▶ [Instructions for the task]: Using the listing below, return every line that includes "find".

▶ [Entries provided]:
▽
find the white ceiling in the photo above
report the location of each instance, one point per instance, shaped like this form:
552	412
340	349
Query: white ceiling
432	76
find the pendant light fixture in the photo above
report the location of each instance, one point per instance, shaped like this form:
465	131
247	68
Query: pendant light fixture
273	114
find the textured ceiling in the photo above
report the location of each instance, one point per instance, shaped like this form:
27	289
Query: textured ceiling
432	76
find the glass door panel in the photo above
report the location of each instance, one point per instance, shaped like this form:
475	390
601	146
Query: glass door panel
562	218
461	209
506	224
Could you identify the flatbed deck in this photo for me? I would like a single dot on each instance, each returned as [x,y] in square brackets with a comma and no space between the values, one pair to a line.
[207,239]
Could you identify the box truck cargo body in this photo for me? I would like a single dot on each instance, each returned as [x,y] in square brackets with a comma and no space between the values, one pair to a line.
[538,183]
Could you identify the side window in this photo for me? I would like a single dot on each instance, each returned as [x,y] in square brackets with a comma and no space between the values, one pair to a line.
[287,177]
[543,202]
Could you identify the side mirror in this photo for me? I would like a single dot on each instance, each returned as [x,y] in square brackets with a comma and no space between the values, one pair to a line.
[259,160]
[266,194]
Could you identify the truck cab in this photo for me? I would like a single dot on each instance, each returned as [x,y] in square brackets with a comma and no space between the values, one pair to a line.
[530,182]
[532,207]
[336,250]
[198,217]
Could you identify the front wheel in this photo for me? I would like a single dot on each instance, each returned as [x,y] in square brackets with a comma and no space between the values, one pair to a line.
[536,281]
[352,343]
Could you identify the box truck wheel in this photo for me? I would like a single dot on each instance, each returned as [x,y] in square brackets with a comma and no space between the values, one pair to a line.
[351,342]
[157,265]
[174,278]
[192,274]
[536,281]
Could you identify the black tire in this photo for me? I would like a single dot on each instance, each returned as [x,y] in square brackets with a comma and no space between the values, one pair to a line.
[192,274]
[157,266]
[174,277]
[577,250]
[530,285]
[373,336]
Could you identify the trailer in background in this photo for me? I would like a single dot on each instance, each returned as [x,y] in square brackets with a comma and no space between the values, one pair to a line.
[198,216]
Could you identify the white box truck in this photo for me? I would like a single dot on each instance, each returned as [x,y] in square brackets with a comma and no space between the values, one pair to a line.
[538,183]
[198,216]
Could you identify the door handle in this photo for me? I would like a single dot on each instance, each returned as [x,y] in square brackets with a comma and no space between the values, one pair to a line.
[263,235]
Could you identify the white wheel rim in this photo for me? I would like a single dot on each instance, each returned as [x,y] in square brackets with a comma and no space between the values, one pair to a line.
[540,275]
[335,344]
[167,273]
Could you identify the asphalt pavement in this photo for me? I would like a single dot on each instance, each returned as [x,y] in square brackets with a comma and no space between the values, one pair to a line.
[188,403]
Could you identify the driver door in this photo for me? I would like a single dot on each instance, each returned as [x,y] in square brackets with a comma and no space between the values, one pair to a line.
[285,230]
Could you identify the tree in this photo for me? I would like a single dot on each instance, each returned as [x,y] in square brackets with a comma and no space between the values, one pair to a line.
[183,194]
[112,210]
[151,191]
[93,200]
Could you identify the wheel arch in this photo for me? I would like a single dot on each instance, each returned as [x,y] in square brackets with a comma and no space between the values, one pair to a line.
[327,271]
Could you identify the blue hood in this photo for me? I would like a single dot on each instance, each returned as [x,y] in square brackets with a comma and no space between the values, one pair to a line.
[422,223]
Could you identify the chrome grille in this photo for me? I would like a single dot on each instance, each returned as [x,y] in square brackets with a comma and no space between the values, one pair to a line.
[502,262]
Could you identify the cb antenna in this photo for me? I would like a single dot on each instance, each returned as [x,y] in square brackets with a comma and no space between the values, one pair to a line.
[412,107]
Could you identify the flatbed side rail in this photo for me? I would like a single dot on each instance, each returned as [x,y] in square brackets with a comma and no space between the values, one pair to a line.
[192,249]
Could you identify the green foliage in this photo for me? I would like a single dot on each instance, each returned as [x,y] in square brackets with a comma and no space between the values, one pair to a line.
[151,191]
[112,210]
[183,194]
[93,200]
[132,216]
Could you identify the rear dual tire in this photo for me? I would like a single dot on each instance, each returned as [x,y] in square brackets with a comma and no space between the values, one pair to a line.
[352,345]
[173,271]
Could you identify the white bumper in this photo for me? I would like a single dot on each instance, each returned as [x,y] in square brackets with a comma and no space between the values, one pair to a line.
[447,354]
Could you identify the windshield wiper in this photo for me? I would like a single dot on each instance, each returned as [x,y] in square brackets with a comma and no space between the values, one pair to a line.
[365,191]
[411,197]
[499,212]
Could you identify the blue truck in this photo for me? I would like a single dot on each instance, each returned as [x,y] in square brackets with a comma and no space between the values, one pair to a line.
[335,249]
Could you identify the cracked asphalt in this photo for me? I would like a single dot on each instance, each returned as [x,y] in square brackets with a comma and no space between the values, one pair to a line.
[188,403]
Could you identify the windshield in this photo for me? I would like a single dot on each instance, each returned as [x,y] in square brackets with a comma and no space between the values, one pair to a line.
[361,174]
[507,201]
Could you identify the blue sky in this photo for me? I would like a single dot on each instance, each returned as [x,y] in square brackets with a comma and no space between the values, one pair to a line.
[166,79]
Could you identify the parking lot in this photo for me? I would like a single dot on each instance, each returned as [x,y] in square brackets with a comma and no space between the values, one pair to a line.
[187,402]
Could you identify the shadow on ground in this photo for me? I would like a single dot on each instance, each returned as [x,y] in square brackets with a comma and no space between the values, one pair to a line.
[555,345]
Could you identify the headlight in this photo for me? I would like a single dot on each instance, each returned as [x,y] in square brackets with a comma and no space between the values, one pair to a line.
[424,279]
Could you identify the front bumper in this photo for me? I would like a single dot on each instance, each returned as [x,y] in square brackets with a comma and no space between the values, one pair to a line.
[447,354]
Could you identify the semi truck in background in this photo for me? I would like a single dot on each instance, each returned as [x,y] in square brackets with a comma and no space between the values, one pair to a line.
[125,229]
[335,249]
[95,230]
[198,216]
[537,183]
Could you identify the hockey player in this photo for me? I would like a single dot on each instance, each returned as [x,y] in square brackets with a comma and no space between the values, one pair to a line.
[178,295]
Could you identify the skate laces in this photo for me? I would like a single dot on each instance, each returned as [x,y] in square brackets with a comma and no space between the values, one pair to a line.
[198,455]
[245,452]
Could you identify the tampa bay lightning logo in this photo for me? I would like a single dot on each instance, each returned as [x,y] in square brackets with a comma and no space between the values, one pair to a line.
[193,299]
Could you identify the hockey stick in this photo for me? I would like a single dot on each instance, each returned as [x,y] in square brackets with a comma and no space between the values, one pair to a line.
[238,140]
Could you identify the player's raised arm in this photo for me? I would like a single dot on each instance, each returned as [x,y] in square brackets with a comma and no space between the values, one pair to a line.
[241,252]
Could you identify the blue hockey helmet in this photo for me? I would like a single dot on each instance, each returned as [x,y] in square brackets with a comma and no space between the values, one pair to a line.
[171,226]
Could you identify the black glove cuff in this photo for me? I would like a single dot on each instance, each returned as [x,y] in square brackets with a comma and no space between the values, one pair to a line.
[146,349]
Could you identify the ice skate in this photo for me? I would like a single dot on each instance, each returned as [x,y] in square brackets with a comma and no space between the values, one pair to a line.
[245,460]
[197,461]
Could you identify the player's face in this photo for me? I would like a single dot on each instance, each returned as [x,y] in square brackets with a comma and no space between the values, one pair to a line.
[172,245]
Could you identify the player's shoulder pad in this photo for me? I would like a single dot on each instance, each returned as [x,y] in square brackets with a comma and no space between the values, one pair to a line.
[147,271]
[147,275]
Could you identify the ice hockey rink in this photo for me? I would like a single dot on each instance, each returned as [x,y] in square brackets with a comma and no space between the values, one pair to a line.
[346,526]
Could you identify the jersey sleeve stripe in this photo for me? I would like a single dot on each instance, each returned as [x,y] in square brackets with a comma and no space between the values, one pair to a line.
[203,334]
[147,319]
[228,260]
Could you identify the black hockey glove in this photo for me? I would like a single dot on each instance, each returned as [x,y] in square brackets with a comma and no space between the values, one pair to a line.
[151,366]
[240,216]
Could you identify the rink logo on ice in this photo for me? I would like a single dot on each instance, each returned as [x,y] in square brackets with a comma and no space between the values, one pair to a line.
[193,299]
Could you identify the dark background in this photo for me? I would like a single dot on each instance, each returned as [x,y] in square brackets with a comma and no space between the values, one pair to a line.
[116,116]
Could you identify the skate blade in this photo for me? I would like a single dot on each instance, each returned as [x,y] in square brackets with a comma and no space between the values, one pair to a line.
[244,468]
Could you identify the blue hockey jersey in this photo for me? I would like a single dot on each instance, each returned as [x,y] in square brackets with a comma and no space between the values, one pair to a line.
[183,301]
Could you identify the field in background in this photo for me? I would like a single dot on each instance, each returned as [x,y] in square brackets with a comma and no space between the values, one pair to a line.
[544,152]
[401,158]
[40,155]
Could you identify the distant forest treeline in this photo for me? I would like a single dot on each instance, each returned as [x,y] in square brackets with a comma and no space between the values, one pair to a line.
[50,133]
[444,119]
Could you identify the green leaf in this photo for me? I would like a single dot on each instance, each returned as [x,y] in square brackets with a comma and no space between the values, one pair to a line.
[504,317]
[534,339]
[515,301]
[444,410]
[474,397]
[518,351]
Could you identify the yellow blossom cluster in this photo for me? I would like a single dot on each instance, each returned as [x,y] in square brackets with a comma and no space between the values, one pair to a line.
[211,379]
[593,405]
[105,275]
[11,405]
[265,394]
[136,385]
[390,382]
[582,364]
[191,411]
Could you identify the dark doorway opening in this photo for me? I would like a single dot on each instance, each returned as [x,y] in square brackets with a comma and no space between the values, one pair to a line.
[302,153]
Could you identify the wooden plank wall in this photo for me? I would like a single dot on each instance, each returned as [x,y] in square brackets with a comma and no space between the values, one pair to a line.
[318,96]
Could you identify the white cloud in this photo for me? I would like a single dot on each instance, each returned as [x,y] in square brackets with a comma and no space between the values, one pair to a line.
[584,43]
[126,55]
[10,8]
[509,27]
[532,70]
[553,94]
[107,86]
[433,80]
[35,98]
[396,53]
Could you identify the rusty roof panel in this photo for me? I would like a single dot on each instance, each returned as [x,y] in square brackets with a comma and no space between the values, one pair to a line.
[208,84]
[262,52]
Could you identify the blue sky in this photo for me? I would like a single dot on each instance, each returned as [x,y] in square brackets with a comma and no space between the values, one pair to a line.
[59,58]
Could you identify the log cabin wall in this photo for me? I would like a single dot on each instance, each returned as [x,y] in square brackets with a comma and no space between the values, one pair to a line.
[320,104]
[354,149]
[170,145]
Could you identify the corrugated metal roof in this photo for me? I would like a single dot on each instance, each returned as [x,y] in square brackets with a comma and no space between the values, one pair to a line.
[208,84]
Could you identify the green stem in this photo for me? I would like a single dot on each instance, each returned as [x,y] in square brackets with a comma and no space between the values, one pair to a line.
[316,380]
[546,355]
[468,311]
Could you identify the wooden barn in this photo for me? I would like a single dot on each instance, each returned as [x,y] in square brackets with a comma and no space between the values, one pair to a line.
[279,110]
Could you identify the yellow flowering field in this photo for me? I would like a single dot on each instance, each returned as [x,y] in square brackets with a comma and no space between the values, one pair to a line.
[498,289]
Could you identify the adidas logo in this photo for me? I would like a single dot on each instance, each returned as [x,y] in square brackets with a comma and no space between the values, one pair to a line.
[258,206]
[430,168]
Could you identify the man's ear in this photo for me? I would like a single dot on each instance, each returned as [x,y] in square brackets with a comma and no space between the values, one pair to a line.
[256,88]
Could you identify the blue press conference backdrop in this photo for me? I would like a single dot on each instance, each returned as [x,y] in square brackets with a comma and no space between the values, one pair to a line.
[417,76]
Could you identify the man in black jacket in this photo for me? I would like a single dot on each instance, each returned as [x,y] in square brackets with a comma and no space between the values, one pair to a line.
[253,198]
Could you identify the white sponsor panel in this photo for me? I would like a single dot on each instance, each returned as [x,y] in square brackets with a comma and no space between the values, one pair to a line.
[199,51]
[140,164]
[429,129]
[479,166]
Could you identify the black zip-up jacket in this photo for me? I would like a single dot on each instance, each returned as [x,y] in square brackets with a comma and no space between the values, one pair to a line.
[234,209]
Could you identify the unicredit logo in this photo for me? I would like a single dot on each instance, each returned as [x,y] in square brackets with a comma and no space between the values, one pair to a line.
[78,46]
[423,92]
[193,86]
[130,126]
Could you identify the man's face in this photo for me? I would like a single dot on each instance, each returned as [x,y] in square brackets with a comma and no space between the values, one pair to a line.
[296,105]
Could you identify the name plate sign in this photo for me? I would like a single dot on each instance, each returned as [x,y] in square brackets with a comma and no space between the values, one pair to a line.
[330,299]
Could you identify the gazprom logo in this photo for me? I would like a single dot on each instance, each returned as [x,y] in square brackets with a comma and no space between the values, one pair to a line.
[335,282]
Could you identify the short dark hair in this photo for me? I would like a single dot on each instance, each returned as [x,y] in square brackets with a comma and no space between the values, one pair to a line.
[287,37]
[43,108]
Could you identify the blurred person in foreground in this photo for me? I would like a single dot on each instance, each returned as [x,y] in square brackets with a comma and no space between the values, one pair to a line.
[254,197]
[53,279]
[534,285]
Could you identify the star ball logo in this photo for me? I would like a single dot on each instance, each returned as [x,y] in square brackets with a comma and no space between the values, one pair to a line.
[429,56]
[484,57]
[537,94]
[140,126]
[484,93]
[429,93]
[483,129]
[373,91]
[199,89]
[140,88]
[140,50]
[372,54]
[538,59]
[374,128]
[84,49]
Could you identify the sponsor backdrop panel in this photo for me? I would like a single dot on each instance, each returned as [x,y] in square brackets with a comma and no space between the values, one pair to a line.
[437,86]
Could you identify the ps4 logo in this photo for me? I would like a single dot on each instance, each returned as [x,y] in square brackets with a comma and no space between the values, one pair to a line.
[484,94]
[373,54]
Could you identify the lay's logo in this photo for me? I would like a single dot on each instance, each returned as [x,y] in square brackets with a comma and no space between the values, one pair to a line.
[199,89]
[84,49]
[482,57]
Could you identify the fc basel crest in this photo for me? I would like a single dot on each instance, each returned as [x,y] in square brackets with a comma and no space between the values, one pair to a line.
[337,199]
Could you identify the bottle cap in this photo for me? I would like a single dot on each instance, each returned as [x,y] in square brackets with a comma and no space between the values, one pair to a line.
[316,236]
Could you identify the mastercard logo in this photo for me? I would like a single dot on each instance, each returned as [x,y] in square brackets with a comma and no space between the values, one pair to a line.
△
▶ [Answer box]:
find the white ceiling in the photo above
find the pendant light fixture in the photo above
find the textured ceiling in the photo above
find the glass door panel in the photo above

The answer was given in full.